Problem details:
Up to and including the line that contains "of the turquoise", write out every line of the entries exactly, beginning with the first. Omit the pictures.

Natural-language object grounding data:
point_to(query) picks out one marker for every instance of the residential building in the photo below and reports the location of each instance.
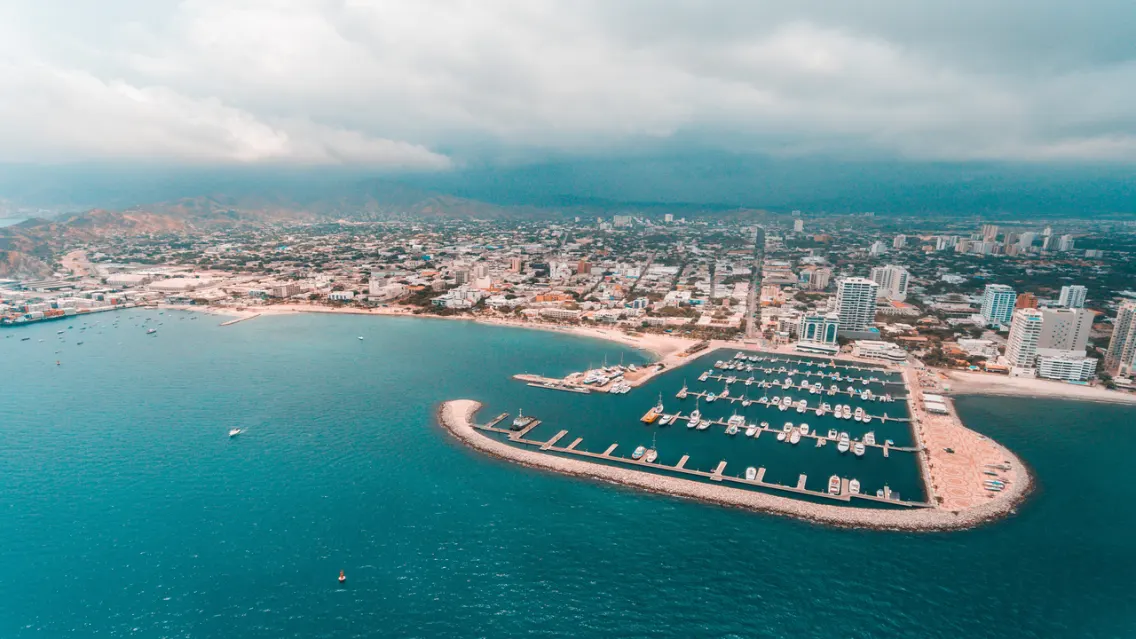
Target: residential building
(1072, 296)
(855, 303)
(1066, 367)
(1026, 300)
(1066, 329)
(892, 280)
(1121, 355)
(997, 304)
(1021, 347)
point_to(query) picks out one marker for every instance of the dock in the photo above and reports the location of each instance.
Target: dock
(717, 474)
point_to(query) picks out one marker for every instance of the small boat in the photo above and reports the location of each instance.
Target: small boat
(834, 484)
(843, 444)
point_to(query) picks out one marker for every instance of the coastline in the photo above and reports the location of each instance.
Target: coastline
(985, 383)
(457, 417)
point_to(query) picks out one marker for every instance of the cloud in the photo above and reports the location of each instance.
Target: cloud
(384, 82)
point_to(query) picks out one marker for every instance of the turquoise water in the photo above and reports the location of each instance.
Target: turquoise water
(127, 512)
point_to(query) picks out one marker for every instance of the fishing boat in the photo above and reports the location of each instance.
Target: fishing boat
(834, 484)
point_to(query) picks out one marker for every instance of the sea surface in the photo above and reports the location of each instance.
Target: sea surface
(126, 511)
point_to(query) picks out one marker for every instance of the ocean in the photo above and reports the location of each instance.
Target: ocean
(128, 512)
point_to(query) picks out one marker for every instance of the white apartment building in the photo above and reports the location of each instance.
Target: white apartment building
(1121, 356)
(855, 303)
(892, 280)
(997, 304)
(1072, 296)
(1021, 347)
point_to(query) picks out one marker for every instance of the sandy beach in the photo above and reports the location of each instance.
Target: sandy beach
(986, 383)
(457, 416)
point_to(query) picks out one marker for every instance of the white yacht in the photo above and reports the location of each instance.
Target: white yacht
(834, 484)
(843, 442)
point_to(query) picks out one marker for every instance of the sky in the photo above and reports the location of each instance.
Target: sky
(441, 84)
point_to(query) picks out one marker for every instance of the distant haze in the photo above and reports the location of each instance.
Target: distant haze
(879, 104)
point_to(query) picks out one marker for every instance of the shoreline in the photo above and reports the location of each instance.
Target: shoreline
(457, 417)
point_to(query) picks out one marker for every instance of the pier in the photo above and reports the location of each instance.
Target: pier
(716, 475)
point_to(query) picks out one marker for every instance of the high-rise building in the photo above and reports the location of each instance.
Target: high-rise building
(818, 328)
(1121, 355)
(816, 279)
(892, 280)
(855, 303)
(1066, 329)
(1072, 296)
(997, 304)
(1026, 300)
(1021, 346)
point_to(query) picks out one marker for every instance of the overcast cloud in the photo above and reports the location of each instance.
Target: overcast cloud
(428, 83)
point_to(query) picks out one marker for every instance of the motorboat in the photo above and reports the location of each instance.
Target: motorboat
(834, 484)
(843, 444)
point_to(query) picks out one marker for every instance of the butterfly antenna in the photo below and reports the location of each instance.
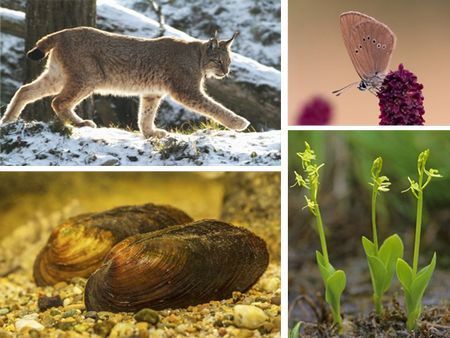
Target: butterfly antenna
(340, 91)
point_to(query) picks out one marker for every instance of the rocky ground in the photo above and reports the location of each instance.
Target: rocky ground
(58, 311)
(37, 143)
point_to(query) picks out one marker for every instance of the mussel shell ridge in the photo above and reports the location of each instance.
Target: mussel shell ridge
(177, 267)
(77, 247)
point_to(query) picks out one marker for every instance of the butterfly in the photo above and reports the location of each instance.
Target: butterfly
(369, 44)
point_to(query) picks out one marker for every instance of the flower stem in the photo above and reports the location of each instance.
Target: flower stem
(418, 225)
(377, 301)
(374, 216)
(323, 241)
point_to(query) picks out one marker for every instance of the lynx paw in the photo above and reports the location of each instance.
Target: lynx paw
(158, 133)
(4, 120)
(87, 123)
(238, 123)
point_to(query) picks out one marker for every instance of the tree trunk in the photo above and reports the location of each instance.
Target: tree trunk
(252, 200)
(48, 16)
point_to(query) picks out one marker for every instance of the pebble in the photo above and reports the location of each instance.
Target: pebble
(77, 291)
(122, 330)
(45, 302)
(148, 316)
(70, 313)
(249, 316)
(31, 323)
(104, 328)
(67, 301)
(91, 314)
(60, 285)
(4, 311)
(271, 284)
(276, 300)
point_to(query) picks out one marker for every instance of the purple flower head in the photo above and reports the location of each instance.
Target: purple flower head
(317, 111)
(401, 99)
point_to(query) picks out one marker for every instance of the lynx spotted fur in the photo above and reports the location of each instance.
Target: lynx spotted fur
(85, 60)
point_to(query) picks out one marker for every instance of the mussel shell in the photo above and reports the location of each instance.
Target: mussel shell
(77, 247)
(177, 267)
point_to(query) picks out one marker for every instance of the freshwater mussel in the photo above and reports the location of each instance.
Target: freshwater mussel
(177, 267)
(77, 247)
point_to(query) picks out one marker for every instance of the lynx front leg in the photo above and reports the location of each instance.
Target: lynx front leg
(205, 105)
(43, 86)
(66, 101)
(148, 106)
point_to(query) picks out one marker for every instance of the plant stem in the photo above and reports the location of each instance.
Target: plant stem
(321, 232)
(377, 301)
(418, 225)
(374, 216)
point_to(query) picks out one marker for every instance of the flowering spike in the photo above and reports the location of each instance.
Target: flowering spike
(401, 99)
(317, 111)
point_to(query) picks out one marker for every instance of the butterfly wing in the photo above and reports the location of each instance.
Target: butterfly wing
(369, 43)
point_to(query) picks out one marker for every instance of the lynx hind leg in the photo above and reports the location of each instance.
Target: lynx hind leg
(148, 107)
(66, 101)
(207, 106)
(45, 85)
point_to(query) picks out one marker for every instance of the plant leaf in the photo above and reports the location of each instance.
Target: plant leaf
(404, 274)
(295, 331)
(369, 247)
(420, 282)
(326, 269)
(378, 274)
(335, 285)
(390, 251)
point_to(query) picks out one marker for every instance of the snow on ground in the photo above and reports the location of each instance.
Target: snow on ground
(37, 143)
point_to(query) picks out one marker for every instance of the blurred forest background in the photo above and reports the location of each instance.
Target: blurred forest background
(23, 22)
(345, 201)
(319, 63)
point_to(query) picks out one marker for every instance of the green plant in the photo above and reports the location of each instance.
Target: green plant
(333, 279)
(295, 331)
(382, 259)
(414, 283)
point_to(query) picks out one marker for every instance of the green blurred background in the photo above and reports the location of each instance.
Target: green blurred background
(345, 201)
(345, 195)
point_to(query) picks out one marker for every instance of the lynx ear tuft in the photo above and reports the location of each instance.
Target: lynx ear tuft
(229, 42)
(213, 43)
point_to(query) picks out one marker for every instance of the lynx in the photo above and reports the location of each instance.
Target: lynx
(85, 60)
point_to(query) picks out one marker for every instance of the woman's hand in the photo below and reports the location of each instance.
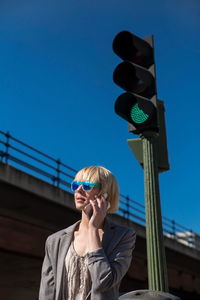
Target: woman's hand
(99, 205)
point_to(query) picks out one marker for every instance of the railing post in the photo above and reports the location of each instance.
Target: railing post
(7, 146)
(128, 207)
(58, 172)
(174, 228)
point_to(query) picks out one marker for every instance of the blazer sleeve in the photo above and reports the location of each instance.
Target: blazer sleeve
(107, 272)
(47, 284)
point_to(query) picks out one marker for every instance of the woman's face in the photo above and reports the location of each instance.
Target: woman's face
(82, 198)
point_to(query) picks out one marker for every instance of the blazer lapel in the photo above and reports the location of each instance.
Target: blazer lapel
(65, 242)
(108, 237)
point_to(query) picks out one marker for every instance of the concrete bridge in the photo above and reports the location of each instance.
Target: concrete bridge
(31, 209)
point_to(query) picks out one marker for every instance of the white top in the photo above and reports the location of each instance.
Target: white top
(78, 276)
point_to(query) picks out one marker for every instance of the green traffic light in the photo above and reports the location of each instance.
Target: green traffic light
(138, 115)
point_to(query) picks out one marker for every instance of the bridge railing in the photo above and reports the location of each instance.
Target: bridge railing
(54, 171)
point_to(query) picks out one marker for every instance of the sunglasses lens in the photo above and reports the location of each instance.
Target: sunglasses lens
(86, 186)
(75, 185)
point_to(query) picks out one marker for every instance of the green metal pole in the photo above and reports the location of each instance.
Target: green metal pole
(156, 260)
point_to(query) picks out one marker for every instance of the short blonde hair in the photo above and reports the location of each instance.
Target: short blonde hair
(107, 181)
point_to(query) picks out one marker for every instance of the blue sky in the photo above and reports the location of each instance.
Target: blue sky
(57, 93)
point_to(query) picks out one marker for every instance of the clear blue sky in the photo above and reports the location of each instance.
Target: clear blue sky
(57, 94)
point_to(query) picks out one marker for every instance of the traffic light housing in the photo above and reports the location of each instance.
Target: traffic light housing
(136, 75)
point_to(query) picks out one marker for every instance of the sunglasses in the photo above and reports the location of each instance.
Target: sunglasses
(86, 185)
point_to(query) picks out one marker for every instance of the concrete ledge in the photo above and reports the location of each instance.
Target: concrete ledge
(38, 187)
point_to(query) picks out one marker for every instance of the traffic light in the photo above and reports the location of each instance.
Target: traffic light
(136, 75)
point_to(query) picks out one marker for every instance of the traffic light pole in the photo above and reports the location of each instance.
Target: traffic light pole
(156, 260)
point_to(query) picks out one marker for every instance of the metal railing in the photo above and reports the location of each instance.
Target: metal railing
(54, 171)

Problem solution:
point_to(query) picks out one marker for every instance of the residential building in the photo below and reports the location of each instance.
Target: residential building
(1072, 296)
(855, 303)
(1066, 367)
(1026, 300)
(1066, 329)
(892, 280)
(1121, 355)
(997, 304)
(1021, 347)
point_to(query) picks out one marker for every instance of the dock in the photo above and reports the location of each instance.
Target: dock
(717, 474)
point_to(query) picks out one marker for every instance of the small boat in the photo above and reports the location of each instance.
Target: small boat
(834, 484)
(843, 444)
point_to(query) picks out one marker for every instance of the coastline in the photo above and reports the location of each instance.
Target: coastline
(985, 383)
(457, 417)
point_to(query) picks out one marker for every instance of the cloud in the photo above and reports the location of each instance.
Target: cloud
(384, 82)
point_to(query) picks out one marker for every instance of the turquoise water in the photo above and reports the location of each instance.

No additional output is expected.